### WORK TO COMPLETE
Please select each line of the records that contains the word "lighthouse" and copy those lines out in full.

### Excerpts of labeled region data
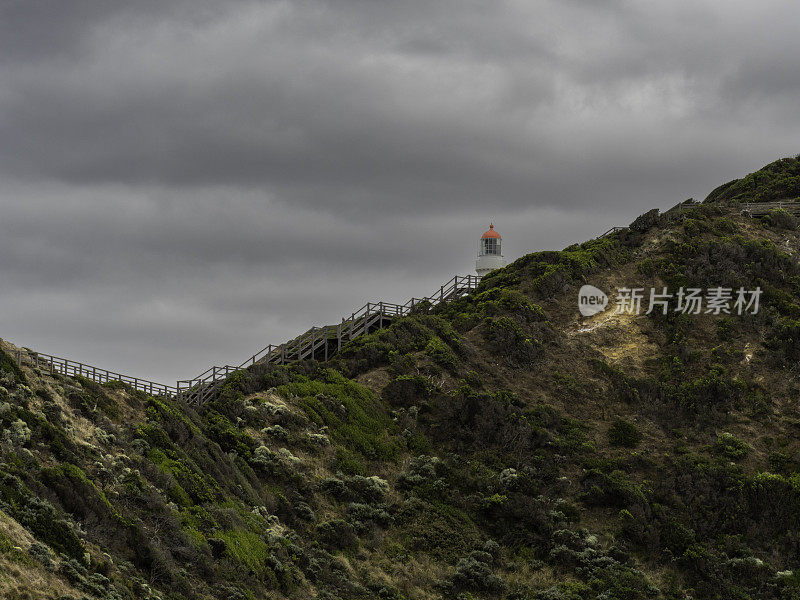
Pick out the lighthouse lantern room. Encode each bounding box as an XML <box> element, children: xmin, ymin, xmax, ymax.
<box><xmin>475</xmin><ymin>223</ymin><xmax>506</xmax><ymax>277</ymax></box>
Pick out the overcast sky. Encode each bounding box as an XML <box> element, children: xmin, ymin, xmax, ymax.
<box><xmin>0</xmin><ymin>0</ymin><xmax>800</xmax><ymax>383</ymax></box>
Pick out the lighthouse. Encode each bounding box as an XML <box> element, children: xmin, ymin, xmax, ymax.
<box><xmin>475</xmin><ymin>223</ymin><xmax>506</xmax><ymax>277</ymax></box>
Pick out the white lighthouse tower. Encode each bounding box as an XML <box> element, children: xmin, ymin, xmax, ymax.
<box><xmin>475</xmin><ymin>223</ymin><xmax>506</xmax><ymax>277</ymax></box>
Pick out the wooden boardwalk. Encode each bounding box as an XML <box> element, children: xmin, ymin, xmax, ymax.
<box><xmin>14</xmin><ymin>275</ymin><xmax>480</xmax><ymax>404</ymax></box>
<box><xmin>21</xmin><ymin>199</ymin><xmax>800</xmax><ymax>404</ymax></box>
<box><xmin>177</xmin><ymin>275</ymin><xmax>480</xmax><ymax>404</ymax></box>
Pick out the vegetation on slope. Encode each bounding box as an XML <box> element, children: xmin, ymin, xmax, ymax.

### RESPONSE
Pick out the lighthouse lantern room. Encode each bounding box as an XML <box> element, children: xmin, ymin, xmax, ymax.
Pick out the lighthouse. Encode each bounding box as an XML <box> element, children: xmin, ymin, xmax, ymax.
Pick out the white lighthouse tower. Encode each bounding box as an XML <box> element, children: xmin, ymin, xmax, ymax.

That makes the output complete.